**RECORDS SUPPLIED**.
++++++++++++++++++++

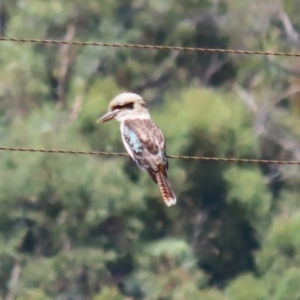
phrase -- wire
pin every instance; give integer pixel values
(137, 46)
(238, 160)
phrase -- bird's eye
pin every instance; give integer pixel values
(126, 106)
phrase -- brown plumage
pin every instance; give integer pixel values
(142, 139)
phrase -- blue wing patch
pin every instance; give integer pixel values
(132, 139)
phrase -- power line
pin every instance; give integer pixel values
(219, 159)
(156, 47)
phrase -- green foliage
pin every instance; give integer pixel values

++++++++++++++++++++

**EXERCISE PROMPT**. Write out all the items again, switching every "pin every instance" to "mark each occurrence" and keeping everything else the same. Leave the pictures out.

**RESULT OF THE EXERCISE**.
phrase -- wire
mark each occurrence; give integer pixel values
(137, 46)
(238, 160)
phrase -- bird's eye
mark each occurrence; give integer pixel values
(126, 106)
phrase -- brown plumage
mark each occurrence; give integer pixel values
(142, 139)
phrase -- blue wing patch
mark each occurrence; give integer pixel values
(132, 139)
phrase -- power line
mark each occurrence; give integer pixel values
(219, 159)
(156, 47)
phrase -- green foliage
mark each occurrence; give integer pixel values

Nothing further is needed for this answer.